> [ZU ERLEDIGEN]
1 > Geben Sie an, wie viele ERP-Systeme laut dem Text über ERP-Systeme etwa miteinander konkurrieren.
2 > Nennen Sie alle verschiedenen Wörter mit Bindestrich, die im Text über ERP-Systeme vorkommen, und führen Sie jedes nur einmal auf.
3 > Schreiben Sie aus dem Text über ERP-Systeme den Abschnitt wörtlich ab, der mit „Ein ERP-System, das wirklich“ beginnt und bis einschließlich „anderes, betont Quelle.“ reicht.

> [ANGEZEIGTER TEXT]

25.06.2010, 06:00 Uhr

Ein ERP-System, das wirklich passt

Wie finden Unternehmen ein ERP-System, das optimal zu ihnen passt? Viel zu lange haben sich IT-Entscheider ausschliesslich auf Lastenhefte und Anforderungskataloge konzentriert.
Der ERP-Markt präsentiert sich notorisch unübersichtlich, der Kaufentscheid fällt schwer. Etwa 100 Systeme konkurrieren miteinander, und jeder Anbieter fühlt sich irgendwie als Marktführer, auch wenn die Nische noch so klein ist. «Wir haben deshalb 500 Firmen direkt nach dem betriebswirtschaftlichen Nutzen gefragt, den sie mit ihrer ERP-Lösung erzielt haben», sagt Wolfgang Quelle, Vorstand der Beratungsagentur MQ Result consulting in Reichenau (D). Das Ergebnis: Der Nutzen ist bei den grossen Anbietern relativ gleichmässig verteilt. Obwohl SAP Marktführer sei, könne man nicht sagen, dass ein SAP-System per se nützlicher sei als ein anderes, betont Quelle.

> [BEREITGESTELLTE DATEN]
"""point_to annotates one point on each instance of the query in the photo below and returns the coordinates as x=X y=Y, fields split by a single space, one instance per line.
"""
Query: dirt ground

> [ANTWORTEN ZUR ÜBUNG]
1 > Etwa 100 Systeme konkurrieren miteinander.

2 > ERP-System, IT-Entscheider, ERP-Markt, ERP-Lösung, SAP-System

3 >
Ein ERP-System, das wirklich passt

Wie finden Unternehmen ein ERP-System, das optimal zu ihnen passt? Viel zu lange haben sich IT-Entscheider ausschliesslich auf Lastenhefte und Anforderungskataloge konzentriert.
Der ERP-Markt präsentiert sich notorisch unübersichtlich, der Kaufentscheid fällt schwer. Etwa 100 Systeme konkurrieren miteinander, und jeder Anbieter fühlt sich irgendwie als Marktführer, auch wenn die Nische noch so klein ist. «Wir haben deshalb 500 Firmen direkt nach dem betriebswirtschaftlichen Nutzen gefragt, den sie mit ihrer ERP-Lösung erzielt haben», sagt Wolfgang Quelle, Vorstand der Beratungsagentur MQ Result consulting in Reichenau (D). Das Ergebnis: Der Nutzen ist bei den grossen Anbietern relativ gleichmässig verteilt. Obwohl SAP Marktführer sei, könne man nicht sagen, dass ein SAP-System per se nützlicher sei als ein anderes, betont Quelle.